- DATA EXCERPTS -
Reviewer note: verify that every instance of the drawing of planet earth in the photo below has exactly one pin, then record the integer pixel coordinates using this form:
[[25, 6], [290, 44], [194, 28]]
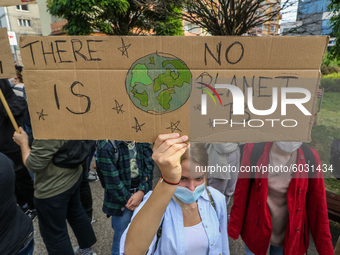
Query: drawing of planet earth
[[158, 83]]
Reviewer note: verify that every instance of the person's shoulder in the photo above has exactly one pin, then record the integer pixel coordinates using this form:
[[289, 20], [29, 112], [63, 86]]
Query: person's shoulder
[[216, 194]]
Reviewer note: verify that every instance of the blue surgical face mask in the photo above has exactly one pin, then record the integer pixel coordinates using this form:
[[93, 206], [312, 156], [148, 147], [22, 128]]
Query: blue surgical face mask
[[11, 81], [187, 196]]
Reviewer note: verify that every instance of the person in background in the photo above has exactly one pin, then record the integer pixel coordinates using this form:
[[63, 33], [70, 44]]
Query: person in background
[[56, 197], [127, 169], [181, 215], [16, 228], [23, 181], [17, 82], [275, 210], [224, 155]]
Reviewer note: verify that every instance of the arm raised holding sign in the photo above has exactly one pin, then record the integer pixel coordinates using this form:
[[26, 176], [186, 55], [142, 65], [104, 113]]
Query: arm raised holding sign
[[181, 215]]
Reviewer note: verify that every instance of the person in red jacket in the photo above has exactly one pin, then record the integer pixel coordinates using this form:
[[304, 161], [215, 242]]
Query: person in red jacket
[[275, 210]]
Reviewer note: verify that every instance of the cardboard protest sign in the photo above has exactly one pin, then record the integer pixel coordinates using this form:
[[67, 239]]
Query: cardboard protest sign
[[16, 2], [6, 59], [134, 88]]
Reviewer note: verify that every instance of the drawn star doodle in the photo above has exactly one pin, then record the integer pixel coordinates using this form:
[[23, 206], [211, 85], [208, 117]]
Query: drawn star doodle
[[118, 107], [174, 126], [138, 127], [197, 107], [124, 48], [211, 124], [41, 115]]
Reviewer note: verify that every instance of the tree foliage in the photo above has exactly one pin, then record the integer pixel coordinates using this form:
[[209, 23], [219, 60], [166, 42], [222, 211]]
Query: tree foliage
[[334, 8], [115, 17], [230, 17]]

- WRITTEN EXERCISE -
Substitute "Annotator note" for "Reviewer note" everywhere in the entries above and write them out again with nothing else changed. Leave out the pictures.

- EXPECTED ANSWER -
Annotator note: verify that every instance of the drawing of planet earth in the photo below has exactly one pin, then record the integer pixel coordinates using this form:
[[25, 6], [290, 44], [194, 28]]
Query: drawing of planet earth
[[158, 83]]
Annotator note: verify that every instance of the person's shoulder in the photo above has exactly one pin, then record the integer pixel coordinates using this form:
[[289, 20], [29, 112], [63, 86]]
Query: person's shoulder
[[216, 194]]
Annotator note: verify that every instance of the blue surgical face mask in the photo above has exactly one pin, then record the integer pixel coordinates using this form:
[[93, 206], [312, 156], [148, 147], [22, 128]]
Query: blue surgical face mask
[[11, 81], [187, 196]]
Annotator note: verify that every instance of the person in background in the photo above has exactly one pin, then record the integer pixel coordinates using this form:
[[63, 33], [70, 44]]
Query: person in background
[[56, 197], [127, 169], [181, 215], [16, 228], [23, 181], [17, 82], [275, 210], [224, 155]]
Annotator note: verify that every instance of the arm raised holding sign in the photo above has exactly one pin, then record the integer pixel coordinates using this form:
[[26, 176], [186, 55], [142, 65], [104, 113]]
Query: arm raised holding sign
[[181, 215]]
Annotator note: verify that every instance of the person in red jacket in the photo above has exactly one pin, then record the integer pixel coordinates using this form:
[[304, 161], [215, 242]]
Query: person in red jacket
[[275, 210]]
Annotator note: verify that every instance of the cardboard protest sign in the photo above has exactly one pin, then record the integer pixel coordinates using this form:
[[67, 239]]
Query: cardboard protest sign
[[16, 2], [6, 59], [134, 88]]
Annotator note: verify that every instance of the drawn star doodle in the photo above has exactly one pin, then record the integer pixel coordinates using this form:
[[23, 206], [211, 85], [208, 117]]
Query: drawn star doodle
[[118, 107], [174, 126], [138, 127], [197, 107], [124, 48], [211, 124], [41, 115]]
Annotator note: verify that every instance of the tree foliage in the photo above has exactly one pin, then record the integer pixel coordinates using this form:
[[209, 23], [219, 60], [166, 42], [222, 211]]
Query: tree foliage
[[334, 8], [115, 17], [230, 17]]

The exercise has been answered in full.